Task instructions: Please go through the data below and copy out every line that contains the word "wheel". Case counts, so a line matches only if its capitalization is the same.

Data excerpts:
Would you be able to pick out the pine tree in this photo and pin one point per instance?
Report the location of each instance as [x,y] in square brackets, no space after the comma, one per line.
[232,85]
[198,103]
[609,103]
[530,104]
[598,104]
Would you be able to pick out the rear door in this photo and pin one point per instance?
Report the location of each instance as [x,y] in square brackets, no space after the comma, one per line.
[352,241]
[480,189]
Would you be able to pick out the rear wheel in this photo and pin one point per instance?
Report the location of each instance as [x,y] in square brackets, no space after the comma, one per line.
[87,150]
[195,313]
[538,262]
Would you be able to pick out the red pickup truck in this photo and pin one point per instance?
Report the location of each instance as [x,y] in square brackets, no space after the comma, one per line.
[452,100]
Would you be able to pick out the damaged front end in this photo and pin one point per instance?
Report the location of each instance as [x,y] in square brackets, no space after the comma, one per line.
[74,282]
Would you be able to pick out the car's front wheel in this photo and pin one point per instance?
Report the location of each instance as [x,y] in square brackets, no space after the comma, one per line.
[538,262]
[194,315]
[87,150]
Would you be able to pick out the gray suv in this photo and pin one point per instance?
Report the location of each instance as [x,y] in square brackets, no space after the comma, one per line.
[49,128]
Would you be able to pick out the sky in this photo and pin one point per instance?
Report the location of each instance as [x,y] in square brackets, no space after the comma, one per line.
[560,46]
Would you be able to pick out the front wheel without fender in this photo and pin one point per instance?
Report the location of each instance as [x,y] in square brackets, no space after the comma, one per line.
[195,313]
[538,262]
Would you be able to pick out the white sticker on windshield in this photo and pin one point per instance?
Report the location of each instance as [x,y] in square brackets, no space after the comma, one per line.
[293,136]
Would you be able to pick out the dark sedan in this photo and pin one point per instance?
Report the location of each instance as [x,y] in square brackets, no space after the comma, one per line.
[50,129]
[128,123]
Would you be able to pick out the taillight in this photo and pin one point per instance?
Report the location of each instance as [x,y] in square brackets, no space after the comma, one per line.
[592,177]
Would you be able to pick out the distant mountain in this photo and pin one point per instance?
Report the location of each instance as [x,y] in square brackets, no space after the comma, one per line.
* * *
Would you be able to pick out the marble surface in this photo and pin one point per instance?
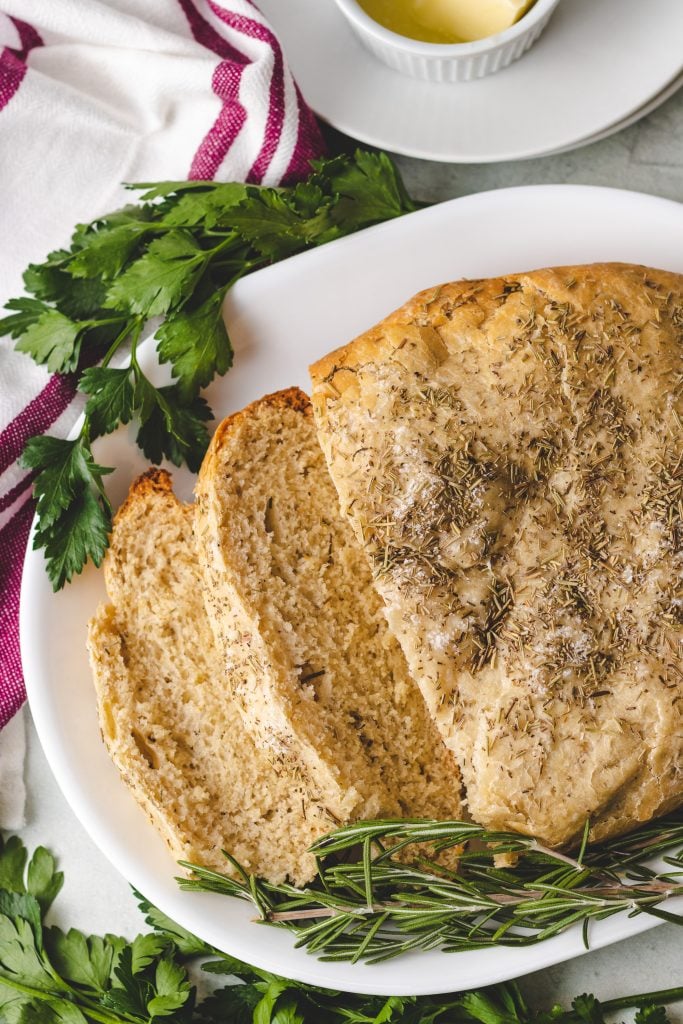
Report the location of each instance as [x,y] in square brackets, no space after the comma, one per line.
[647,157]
--
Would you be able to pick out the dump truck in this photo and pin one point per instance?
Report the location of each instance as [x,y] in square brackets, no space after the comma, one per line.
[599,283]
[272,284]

Result:
Would you be able to pick out the rear wheel in this photo and pin one point per instance?
Would you be able to pick out the car's front wheel in this photo and pin one point per instance?
Would you be able to pick out the front wheel without fender in this photo and pin one point per instance?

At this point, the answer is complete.